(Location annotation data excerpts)
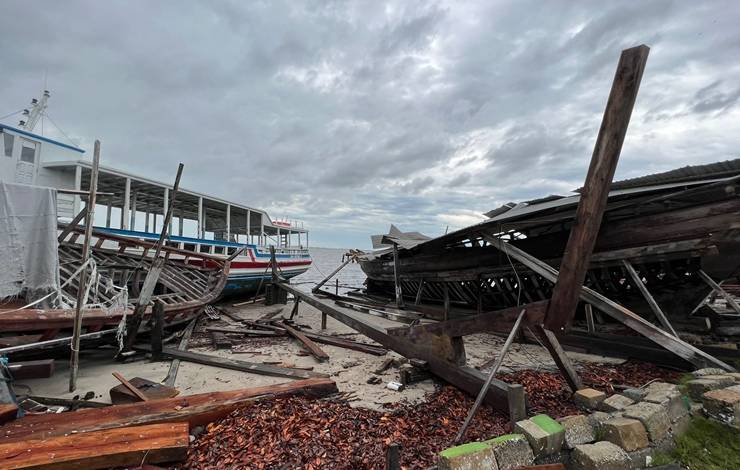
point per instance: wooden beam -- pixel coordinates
(197, 410)
(111, 448)
(649, 298)
(234, 364)
(595, 191)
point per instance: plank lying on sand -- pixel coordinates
(197, 410)
(131, 446)
(234, 364)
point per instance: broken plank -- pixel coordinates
(312, 347)
(234, 364)
(197, 410)
(131, 446)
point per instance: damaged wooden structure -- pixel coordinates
(543, 257)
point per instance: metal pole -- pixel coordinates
(77, 328)
(489, 379)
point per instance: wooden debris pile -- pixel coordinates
(300, 433)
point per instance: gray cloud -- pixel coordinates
(354, 115)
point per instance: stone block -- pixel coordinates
(627, 433)
(578, 430)
(698, 387)
(723, 405)
(707, 371)
(616, 402)
(511, 451)
(470, 456)
(588, 398)
(674, 403)
(544, 434)
(599, 456)
(653, 416)
(635, 394)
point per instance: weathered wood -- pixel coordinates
(499, 360)
(616, 311)
(74, 359)
(552, 344)
(312, 347)
(595, 191)
(649, 298)
(126, 447)
(130, 387)
(234, 364)
(197, 410)
(508, 398)
(718, 289)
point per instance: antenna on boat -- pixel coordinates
(37, 110)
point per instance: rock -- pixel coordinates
(470, 456)
(615, 403)
(578, 430)
(707, 371)
(723, 405)
(588, 398)
(698, 387)
(672, 401)
(511, 451)
(635, 394)
(653, 416)
(599, 456)
(627, 433)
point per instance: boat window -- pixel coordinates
(8, 141)
(28, 152)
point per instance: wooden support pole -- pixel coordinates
(396, 277)
(590, 318)
(489, 379)
(649, 298)
(718, 289)
(157, 327)
(90, 214)
(595, 191)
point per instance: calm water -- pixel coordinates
(326, 260)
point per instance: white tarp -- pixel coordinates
(29, 261)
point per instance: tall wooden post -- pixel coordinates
(90, 215)
(596, 189)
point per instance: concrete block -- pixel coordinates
(653, 416)
(707, 371)
(627, 433)
(599, 456)
(723, 405)
(578, 430)
(470, 456)
(511, 451)
(588, 398)
(635, 394)
(544, 434)
(616, 402)
(698, 387)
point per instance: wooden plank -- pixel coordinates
(312, 347)
(197, 410)
(126, 447)
(235, 364)
(649, 298)
(625, 316)
(595, 191)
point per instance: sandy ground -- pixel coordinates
(350, 369)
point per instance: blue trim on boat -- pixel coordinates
(40, 137)
(201, 241)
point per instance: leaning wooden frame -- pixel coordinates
(441, 344)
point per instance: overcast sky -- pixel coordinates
(354, 115)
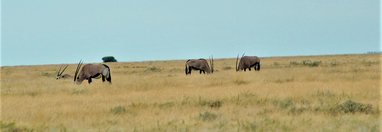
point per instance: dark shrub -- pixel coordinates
(109, 59)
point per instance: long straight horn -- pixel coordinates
(237, 59)
(212, 64)
(63, 70)
(78, 68)
(59, 70)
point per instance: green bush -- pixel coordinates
(109, 59)
(207, 116)
(350, 106)
(118, 110)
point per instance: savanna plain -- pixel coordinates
(302, 93)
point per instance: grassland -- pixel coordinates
(332, 93)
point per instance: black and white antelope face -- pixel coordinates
(59, 74)
(247, 62)
(92, 71)
(199, 64)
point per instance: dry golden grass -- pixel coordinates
(158, 96)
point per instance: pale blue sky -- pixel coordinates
(65, 31)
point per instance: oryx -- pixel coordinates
(199, 64)
(63, 76)
(90, 71)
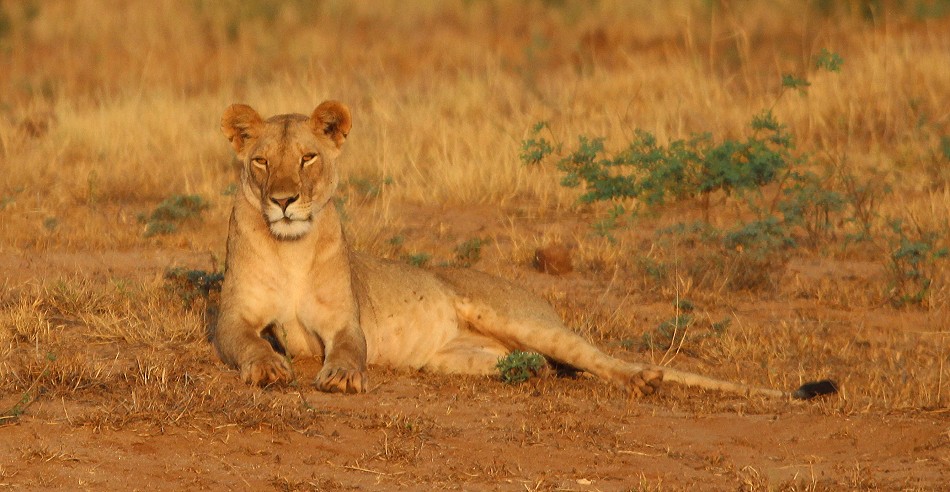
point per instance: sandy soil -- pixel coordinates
(416, 431)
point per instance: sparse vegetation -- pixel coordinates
(173, 211)
(823, 255)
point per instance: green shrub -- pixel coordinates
(518, 367)
(169, 214)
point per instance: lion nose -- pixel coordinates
(284, 202)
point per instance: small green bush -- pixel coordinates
(169, 214)
(518, 367)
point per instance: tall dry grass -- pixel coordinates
(110, 106)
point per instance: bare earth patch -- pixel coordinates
(176, 418)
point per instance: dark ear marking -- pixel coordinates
(239, 124)
(332, 119)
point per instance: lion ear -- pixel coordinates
(332, 118)
(240, 123)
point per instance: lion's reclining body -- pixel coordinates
(290, 273)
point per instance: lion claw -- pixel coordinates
(266, 370)
(341, 380)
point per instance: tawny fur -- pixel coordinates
(291, 272)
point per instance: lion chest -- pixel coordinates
(298, 300)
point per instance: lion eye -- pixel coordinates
(307, 158)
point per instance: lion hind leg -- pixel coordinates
(538, 329)
(468, 353)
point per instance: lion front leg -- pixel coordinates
(240, 345)
(344, 366)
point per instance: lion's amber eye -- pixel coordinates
(307, 158)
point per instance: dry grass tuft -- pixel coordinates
(110, 108)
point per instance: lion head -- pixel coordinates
(288, 162)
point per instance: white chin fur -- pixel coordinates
(289, 229)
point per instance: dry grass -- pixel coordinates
(111, 107)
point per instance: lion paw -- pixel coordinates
(341, 380)
(266, 370)
(645, 382)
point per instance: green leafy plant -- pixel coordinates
(191, 285)
(536, 148)
(173, 211)
(518, 367)
(912, 262)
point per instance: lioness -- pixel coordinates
(291, 277)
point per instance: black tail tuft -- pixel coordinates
(817, 388)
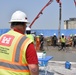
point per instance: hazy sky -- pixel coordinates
(48, 20)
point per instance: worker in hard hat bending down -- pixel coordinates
(17, 53)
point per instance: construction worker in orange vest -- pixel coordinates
(37, 43)
(17, 53)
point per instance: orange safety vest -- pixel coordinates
(13, 47)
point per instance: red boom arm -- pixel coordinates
(40, 12)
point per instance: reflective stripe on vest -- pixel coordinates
(18, 49)
(15, 66)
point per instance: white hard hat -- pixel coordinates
(28, 28)
(19, 16)
(54, 33)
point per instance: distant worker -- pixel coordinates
(63, 41)
(74, 40)
(54, 39)
(28, 33)
(37, 43)
(17, 53)
(41, 41)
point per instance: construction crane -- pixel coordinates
(41, 12)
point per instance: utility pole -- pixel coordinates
(59, 29)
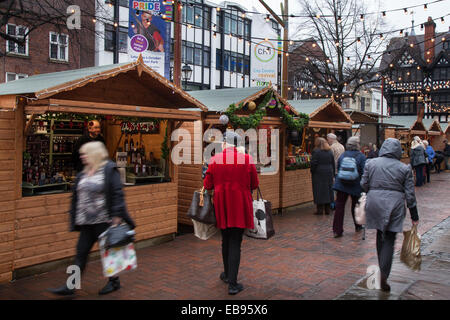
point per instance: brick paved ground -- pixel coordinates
(302, 261)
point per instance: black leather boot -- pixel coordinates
(62, 291)
(112, 285)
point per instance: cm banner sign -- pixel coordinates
(149, 33)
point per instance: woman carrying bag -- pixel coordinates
(97, 203)
(389, 184)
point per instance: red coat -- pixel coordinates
(233, 177)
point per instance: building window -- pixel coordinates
(19, 33)
(110, 38)
(363, 104)
(10, 76)
(59, 47)
(122, 3)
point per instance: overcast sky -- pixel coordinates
(396, 20)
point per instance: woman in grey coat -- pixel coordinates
(388, 183)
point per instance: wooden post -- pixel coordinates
(282, 165)
(177, 45)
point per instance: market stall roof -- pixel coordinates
(131, 84)
(219, 100)
(363, 117)
(323, 113)
(406, 121)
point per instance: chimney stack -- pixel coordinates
(430, 28)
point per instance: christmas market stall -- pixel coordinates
(246, 108)
(436, 135)
(325, 116)
(41, 119)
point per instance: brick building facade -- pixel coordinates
(48, 48)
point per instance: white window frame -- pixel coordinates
(50, 42)
(16, 45)
(17, 75)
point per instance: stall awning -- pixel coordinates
(115, 87)
(323, 113)
(217, 101)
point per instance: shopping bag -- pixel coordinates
(262, 219)
(202, 208)
(118, 259)
(203, 231)
(360, 211)
(410, 253)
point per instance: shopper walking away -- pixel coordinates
(93, 134)
(439, 158)
(418, 160)
(233, 177)
(388, 183)
(97, 202)
(322, 171)
(347, 183)
(447, 154)
(430, 159)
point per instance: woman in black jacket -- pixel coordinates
(97, 202)
(322, 170)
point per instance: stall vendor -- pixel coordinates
(94, 134)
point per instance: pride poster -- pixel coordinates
(149, 33)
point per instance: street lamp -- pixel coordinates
(186, 72)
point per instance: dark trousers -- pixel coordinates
(385, 251)
(419, 175)
(428, 168)
(338, 221)
(88, 236)
(231, 252)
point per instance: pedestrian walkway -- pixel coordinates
(302, 261)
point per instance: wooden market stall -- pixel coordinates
(436, 135)
(41, 117)
(246, 102)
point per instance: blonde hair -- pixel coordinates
(96, 153)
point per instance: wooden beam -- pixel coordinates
(110, 106)
(84, 110)
(331, 125)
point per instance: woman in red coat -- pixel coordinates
(233, 177)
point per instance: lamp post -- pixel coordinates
(186, 73)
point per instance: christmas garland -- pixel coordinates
(253, 120)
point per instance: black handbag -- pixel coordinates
(119, 235)
(202, 208)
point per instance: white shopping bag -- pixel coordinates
(262, 219)
(202, 230)
(116, 260)
(360, 210)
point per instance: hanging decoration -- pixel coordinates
(253, 120)
(139, 127)
(224, 119)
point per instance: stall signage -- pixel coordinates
(149, 33)
(140, 127)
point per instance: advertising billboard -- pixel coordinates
(149, 33)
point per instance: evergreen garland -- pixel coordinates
(253, 120)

▸ **Task description**
Repeat the data word for word, starting at the line that contains "point per instance: advertising" and continuing through the end of the data, both ends included.

▸ **Result of the exercise**
point per instance: advertising billboard -- pixel coordinates
(149, 33)
point per instance: evergreen garland -- pixel coordinates
(253, 120)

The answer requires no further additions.